*Work instructions*
Rewrite the data below with "takes a single marker" switched to "receives exactly one marker" wherever it occurs, and keep everything else unchanged.

Records drawn from a collection
★ ★ ★ ★ ★ ★ ★

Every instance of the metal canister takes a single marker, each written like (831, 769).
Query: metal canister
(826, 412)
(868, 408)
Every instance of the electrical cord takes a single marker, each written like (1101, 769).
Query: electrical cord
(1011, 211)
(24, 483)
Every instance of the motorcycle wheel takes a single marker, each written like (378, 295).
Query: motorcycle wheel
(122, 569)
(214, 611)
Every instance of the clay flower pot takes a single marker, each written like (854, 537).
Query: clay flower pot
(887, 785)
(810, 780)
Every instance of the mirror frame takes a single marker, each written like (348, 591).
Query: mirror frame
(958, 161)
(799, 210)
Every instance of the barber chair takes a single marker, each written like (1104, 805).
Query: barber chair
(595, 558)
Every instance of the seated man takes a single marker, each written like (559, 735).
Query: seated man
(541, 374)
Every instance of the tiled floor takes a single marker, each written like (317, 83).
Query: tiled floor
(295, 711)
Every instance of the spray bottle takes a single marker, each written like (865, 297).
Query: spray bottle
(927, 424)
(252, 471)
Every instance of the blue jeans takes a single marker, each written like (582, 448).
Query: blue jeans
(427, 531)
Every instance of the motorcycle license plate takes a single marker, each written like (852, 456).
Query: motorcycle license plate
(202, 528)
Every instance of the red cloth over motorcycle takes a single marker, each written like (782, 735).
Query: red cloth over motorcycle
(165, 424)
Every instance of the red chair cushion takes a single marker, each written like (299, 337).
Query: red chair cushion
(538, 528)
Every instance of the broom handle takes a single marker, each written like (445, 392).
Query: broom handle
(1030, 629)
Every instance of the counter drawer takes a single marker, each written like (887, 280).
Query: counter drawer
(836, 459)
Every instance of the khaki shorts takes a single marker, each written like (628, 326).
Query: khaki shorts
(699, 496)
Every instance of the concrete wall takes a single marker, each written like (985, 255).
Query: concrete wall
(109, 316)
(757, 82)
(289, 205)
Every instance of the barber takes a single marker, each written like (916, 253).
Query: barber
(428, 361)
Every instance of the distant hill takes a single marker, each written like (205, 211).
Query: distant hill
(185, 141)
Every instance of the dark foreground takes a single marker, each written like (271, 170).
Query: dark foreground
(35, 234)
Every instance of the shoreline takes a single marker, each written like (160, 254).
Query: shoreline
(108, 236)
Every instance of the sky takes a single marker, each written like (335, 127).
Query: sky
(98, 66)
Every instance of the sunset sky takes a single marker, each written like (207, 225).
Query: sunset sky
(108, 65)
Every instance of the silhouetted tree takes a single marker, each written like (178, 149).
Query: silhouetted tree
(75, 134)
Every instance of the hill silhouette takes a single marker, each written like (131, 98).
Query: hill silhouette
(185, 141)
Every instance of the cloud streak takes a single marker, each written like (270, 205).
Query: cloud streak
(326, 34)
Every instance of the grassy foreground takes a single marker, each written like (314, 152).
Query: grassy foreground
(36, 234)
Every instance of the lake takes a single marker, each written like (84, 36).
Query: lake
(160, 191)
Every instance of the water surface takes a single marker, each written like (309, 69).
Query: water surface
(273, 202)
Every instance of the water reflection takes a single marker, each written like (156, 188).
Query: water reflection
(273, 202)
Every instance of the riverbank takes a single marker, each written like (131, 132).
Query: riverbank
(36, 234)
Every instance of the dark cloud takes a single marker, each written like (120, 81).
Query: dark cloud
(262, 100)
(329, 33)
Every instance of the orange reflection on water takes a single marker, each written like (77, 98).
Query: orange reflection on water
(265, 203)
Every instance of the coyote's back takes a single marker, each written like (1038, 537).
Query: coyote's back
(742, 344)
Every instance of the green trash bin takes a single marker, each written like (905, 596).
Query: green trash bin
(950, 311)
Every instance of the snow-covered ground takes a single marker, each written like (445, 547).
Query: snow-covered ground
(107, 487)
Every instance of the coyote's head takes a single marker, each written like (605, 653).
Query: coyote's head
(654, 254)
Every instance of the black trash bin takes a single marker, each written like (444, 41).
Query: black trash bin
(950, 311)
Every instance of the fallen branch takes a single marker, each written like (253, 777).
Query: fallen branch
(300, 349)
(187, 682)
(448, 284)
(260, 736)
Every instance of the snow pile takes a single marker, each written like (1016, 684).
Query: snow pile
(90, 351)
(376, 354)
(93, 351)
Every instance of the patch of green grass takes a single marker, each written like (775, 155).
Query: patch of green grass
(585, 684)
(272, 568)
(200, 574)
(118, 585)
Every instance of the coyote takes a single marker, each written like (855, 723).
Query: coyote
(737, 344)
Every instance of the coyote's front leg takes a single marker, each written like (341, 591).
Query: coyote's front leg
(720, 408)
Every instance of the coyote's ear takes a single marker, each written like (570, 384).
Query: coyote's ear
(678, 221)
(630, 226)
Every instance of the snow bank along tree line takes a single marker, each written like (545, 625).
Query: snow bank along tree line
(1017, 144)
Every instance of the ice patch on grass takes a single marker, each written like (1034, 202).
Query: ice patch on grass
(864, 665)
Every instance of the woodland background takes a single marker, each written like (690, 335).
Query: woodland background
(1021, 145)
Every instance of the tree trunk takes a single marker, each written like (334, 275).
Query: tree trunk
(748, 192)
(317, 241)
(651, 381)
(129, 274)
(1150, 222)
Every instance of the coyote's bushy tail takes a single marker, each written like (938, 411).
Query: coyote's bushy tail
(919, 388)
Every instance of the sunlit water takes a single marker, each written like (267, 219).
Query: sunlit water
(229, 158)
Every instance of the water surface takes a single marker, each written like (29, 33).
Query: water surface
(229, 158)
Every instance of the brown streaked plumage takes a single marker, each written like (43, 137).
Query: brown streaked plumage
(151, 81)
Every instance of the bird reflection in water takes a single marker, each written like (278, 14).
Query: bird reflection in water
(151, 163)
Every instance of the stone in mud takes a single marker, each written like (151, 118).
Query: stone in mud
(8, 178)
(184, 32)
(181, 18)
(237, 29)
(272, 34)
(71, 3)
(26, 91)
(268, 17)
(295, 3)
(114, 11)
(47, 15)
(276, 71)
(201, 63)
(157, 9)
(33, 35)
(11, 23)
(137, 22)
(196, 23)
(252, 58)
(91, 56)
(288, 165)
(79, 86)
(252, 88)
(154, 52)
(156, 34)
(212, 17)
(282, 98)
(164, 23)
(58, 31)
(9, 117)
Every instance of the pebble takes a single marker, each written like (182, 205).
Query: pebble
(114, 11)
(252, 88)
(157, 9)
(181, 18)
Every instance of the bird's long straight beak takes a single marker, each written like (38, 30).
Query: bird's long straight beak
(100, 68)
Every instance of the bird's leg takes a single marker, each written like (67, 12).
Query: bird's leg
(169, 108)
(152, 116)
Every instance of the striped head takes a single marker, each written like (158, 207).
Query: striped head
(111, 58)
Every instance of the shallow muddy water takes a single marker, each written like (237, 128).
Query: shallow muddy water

★ ★ ★ ★ ★ ★ ★

*Output for this exercise*
Every instance of the metal canister receives exactly one marker, each written like (831, 769).
Query: metal canister
(826, 412)
(868, 408)
Every instance of the electrical cord receives exactly one marker, each written like (1101, 769).
Query: electrical cord
(1011, 211)
(24, 483)
Every instance of the motorcycle wheel receives exactly one marker, each written like (378, 295).
Query: motorcycle wheel
(122, 569)
(214, 611)
Every instance of the clay flower pot receives exactly one marker, each written like (854, 537).
Query: clay flower pot
(887, 785)
(810, 780)
Every instance of the mirror frame receives exactly one marker, each written like (348, 591).
Query: mirror frame
(958, 161)
(799, 210)
Every instance of the barber chair receives exactly one marker, each written like (1104, 805).
Query: barber chair
(595, 558)
Every instance of the seated man receives exactly one marker, each written like (559, 735).
Query: seated man
(541, 374)
Every instance of the tiled floor receives exactly one marker, each written like (317, 83).
Query: tiled floor
(295, 711)
Every instance of the spray bottle receives exactly one marker, each written like (865, 297).
Query: spray bottle
(927, 424)
(252, 471)
Every instance of the blue jeans receives exactly one marker, each written like (582, 448).
Query: blue jeans
(427, 531)
Every instance of the motorcycle license plate receives exactly one marker, each written like (852, 456).
Query: motorcycle license plate
(202, 528)
Every instance of the red cloth over motorcycle receives exactly one marker, each written like (782, 735).
Query: red cloth over motorcycle
(165, 424)
Every instance of the red chair cushion receives exactly one marker, each written like (299, 337).
Query: red chair cushion
(538, 528)
Every instance of the broom handle receives exactly one marker, each written like (445, 392).
Query: broom handle
(1030, 629)
Every instance of the counter drawer receives exactly one marker, each written like (887, 280).
Query: counter drawer
(836, 459)
Every instance of the khaki shorts receives exactly one marker, each written like (628, 326).
Query: khaki shorts
(699, 496)
Every instance of the concrete wall receives exactly one marker, each written like (985, 255).
Query: concrete wall
(109, 316)
(757, 82)
(289, 205)
Every instance of the barber receives exactly one marker, each written like (916, 253).
Query: barber
(428, 361)
Every instance of the distant hill receives exactly one marker, each written like (205, 211).
Query: distant hill
(185, 141)
Every instance of the dark foreground receives exactly one marker, each written like (271, 170).
Query: dark foreground
(35, 234)
Every instance of the shoreline receives exactly one marker, each written like (160, 254).
Query: shoreline
(108, 236)
Every instance of the sky receives exactly one marker, each written like (335, 127).
Query: sky
(98, 66)
Every instance of the sunset sky receives exactly one marker, each written like (207, 225).
Query: sunset sky
(108, 65)
Every instance of the silhouetted tree receives exactly one marker, each written like (178, 149).
Query: silhouetted tree
(75, 134)
Every instance of the hill silhouette receives exactly one marker, each written like (131, 98).
Query: hill silhouette
(185, 141)
Every instance of the cloud streak receives exactly one marker, each written like (270, 205).
Query: cloud streak
(326, 34)
Every instance of the grassy foreground receives exactly one marker, each written like (314, 152).
Query: grassy foreground
(36, 234)
Every instance of the lake receives exactly one marker, each written like (84, 36).
Query: lake
(160, 191)
Every instance of the water surface receives exactly one marker, each written like (309, 69).
Query: water surface
(273, 202)
Every instance of the water reflection receives exactly one marker, each written like (156, 188).
Query: water reflection
(273, 202)
Every instance of the riverbank receives exactly one marker, each written like (131, 132).
Query: riverbank
(36, 234)
Every instance of the dark cloud receives exactly one marker, each written like (120, 81).
Query: dark cloud
(262, 100)
(329, 33)
Every instance of the orange reflection on water receives exactly one marker, each written like (77, 98).
Query: orange reflection on water
(265, 203)
Every instance of the coyote's back receives exactly one marker, each written like (1038, 537).
Query: coyote's back
(742, 344)
Every instance of the green trash bin receives exactly one marker, each written like (905, 596).
Query: green trash bin
(950, 311)
Every instance of the snow-covered ground receives exactly one marker, each written like (445, 547).
Query: snow-covered ground
(107, 487)
Every instance of the coyote's head receives exactly one marker, each written like (605, 653).
Query: coyote's head
(654, 254)
Every instance of the black trash bin receives exactly one marker, each written like (444, 41).
Query: black trash bin
(950, 311)
Every instance of the fallen branch receives exactly one marker, each written like (253, 777).
Query: fallen branch
(300, 349)
(187, 682)
(448, 284)
(260, 736)
Every instance of the snow pile receives exactly one marker, each written like (1016, 684).
Query: snow pile
(90, 351)
(376, 354)
(93, 351)
Every instance of the patch of green grass receives exactly one marker, each written like (775, 155).
Query: patch of green grass
(585, 684)
(272, 568)
(200, 574)
(118, 585)
Every instance of the coyote receives exactly one marker, each written like (855, 723).
Query: coyote
(737, 344)
Every instance of the coyote's front leg receives exactly one marker, each written like (341, 591).
Query: coyote's front leg
(720, 408)
Every instance of the coyote's ear receives exactly one marker, each written like (570, 384).
Query: coyote's ear
(678, 221)
(630, 226)
Every instance of the snow bank along tree line receives exactly one marker, each written like (545, 625).
Query: snow bank along tree line
(1017, 144)
Every instance of the ice patch on grass receives exactly one marker, each written like (1034, 202).
Query: ice patch on grass
(864, 665)
Every instance of the woodland background receives exactly one marker, each written like (690, 335).
Query: woodland background
(1021, 145)
Every instance of the tree trunk receives exactly one marker, each written like (334, 275).
Query: tree trunk
(748, 192)
(317, 241)
(651, 381)
(129, 274)
(1150, 222)
Every instance of the coyote's bushy tail receives exactly one marker, each written like (938, 411).
Query: coyote's bushy tail
(919, 388)
Every instance of the sunlit water receives exactly one marker, each written like (267, 219).
Query: sunlit water
(229, 158)
Every instance of the water surface receives exactly one marker, each written like (29, 33).
Query: water surface
(229, 158)
Every instance of the brown streaked plumage receives exactly one marker, each written like (43, 137).
Query: brown streaked plumage
(151, 81)
Every instance of the bird reflection in water receives exactly one marker, each written like (278, 14).
Query: bird reflection in water
(151, 163)
Every instance of the stone in mud receives exactly one marker, each written like (151, 118).
Query: stone in mud
(8, 178)
(184, 32)
(181, 18)
(237, 29)
(272, 34)
(71, 3)
(26, 91)
(268, 17)
(295, 3)
(114, 11)
(47, 15)
(276, 71)
(201, 63)
(157, 9)
(33, 35)
(11, 23)
(137, 22)
(196, 23)
(252, 58)
(91, 56)
(288, 165)
(79, 86)
(252, 88)
(154, 52)
(156, 34)
(212, 17)
(282, 98)
(164, 23)
(58, 31)
(9, 117)
Every instance of the pebble receives exactly one marker, each written like (182, 205).
Query: pebble
(114, 11)
(252, 88)
(157, 9)
(181, 18)
Every instance of the bird's long straight beak receives exactly one marker, each written like (38, 30).
Query: bird's long straight beak
(100, 68)
Every instance of the bird's leg receives exactly one marker, each written like (67, 12).
Query: bird's leg
(169, 108)
(152, 116)
Every instance of the striped head receives exactly one marker, each written like (158, 207).
Query: striped head
(111, 58)
Every instance of the shallow muddy water receives exactly one marker, each written like (237, 128).
Query: shallow muddy water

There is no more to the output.